[[ Passage to read open ]]

A fifth method, currently in vogue, is the notion of divesting federal responsibilities by transferring funds to states via what are known as "block grants." One popular proposal is to take the entire budget for a given department deemed worthy of retention, reduce it by at least 20%, then divide the remaining funds between the states. Each state can spend the money as it sees fit as long as it falls under a general category such as health, transportation, etc.
The Republican dominated Congress particluarly likes this approach because it can immediately reduce government spending and eliminate federal departments simultaneously. In general, the state governors, both Democratic and Republican, find aspects of this proposal appealing since it gives them more control without having to follow federally mandated guidelines. There is bipartisan ambivalence, however, about reducing federal grants to the states. In many cases, where federal programs were converted to block grants to the states, these grants remained static over the years while actually shrinking in real dollars because of inflation.
What must be done? The various AIDS advocacy groups must closely coordinate their efforts to avoid opposition tactics designed to set them against each other. It is vitally important that advocacy groups work together to maintain or increase funding for the various programs while knowing that some of the programs will be hit harder than others. AIDS housing and research funds come from different pots of federal money and cannot be played off against one another in the appropriation cycle. AIDS prevention and care, however, do come from the same federal source and often are pitted against one another. Also, different disease research programs compete from the same source for research dollars and can easily be set against one another. This tactic has been used in the past, and will likely be used again.

[[ Passage to read closed ]]
[[ Records provided open ]]

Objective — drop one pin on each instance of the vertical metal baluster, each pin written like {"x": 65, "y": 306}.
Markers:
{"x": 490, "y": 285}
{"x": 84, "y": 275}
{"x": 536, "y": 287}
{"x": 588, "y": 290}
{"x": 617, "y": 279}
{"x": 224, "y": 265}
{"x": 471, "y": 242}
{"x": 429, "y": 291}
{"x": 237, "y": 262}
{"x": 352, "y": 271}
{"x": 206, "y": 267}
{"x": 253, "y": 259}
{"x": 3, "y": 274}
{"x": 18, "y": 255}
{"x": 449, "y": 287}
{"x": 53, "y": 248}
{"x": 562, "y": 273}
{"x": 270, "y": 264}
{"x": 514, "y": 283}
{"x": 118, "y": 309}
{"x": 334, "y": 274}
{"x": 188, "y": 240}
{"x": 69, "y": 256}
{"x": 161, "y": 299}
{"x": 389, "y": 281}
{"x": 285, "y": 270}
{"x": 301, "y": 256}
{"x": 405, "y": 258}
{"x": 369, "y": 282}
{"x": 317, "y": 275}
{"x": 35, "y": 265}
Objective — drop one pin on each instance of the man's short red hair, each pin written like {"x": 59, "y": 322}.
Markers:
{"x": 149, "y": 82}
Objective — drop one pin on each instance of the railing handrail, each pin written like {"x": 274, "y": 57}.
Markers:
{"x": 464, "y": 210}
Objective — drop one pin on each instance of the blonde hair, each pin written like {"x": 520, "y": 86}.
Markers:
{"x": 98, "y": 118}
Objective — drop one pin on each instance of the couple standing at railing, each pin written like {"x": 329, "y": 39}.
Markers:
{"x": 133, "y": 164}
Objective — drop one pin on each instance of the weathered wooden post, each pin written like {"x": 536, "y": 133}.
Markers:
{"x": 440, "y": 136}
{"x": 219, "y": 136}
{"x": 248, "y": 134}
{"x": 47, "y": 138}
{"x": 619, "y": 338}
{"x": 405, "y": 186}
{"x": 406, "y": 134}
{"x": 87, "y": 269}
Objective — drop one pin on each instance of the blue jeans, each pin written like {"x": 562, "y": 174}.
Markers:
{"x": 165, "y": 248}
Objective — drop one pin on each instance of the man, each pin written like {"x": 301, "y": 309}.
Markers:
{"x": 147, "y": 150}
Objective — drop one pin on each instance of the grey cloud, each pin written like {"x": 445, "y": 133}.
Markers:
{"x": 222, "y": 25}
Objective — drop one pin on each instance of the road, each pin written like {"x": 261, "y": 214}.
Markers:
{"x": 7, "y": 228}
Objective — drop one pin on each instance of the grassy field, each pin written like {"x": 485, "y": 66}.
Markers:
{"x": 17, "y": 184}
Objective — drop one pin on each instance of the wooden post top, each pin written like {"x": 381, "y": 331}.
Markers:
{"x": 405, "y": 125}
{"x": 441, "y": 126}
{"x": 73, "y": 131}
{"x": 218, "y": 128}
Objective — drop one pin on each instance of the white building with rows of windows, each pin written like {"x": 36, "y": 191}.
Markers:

[[ Records provided closed ]]

The task:
Go on with the passage on block grants and AIDS funding, starting right after its last sentence.

Answer box:
Grassroots support, centered in key congressional districts, can influence important legislation. Representatives will respond to their constituents and rely on their home district staff for input. Fortunately there is strong bipartisan support for biomedical research. Efforts of AIDS advocacy groups must insure that AIDS research spending increases by 5%, the same overall increase proposed for the NIH. Additionally, the Office of AIDS Research budgetary authority must be protected.
Under Newt Gingrich, the House Republicans are led by a forceful, articulate and experienced politician who unflaggingly expounds upon his vision of America's future. Unfortunately, that future does not include as full citizens lesbians, gay men, people of color, the HIV infected, or welfare mothers... (the list goes on). In the Senate Republican leadership position, Bob Dole is equally articulate and experienced, with a polished, yet no less threatening demeanor. Meanwhile, Democrats remain in disarray with little coordination between Congress and the White House, and have embarked on a dangerous game of one-upmanship with the Republicans on tax cuts, while failing to see how utterly transparent their actions appear to the average American.
Interest groups will be pitted against one another during the coming months. Many other programs besides AIDS will take harder hits or be eliminated outright. Now is the time for clear thinking, cooperation, and a consistent but flexible strategy.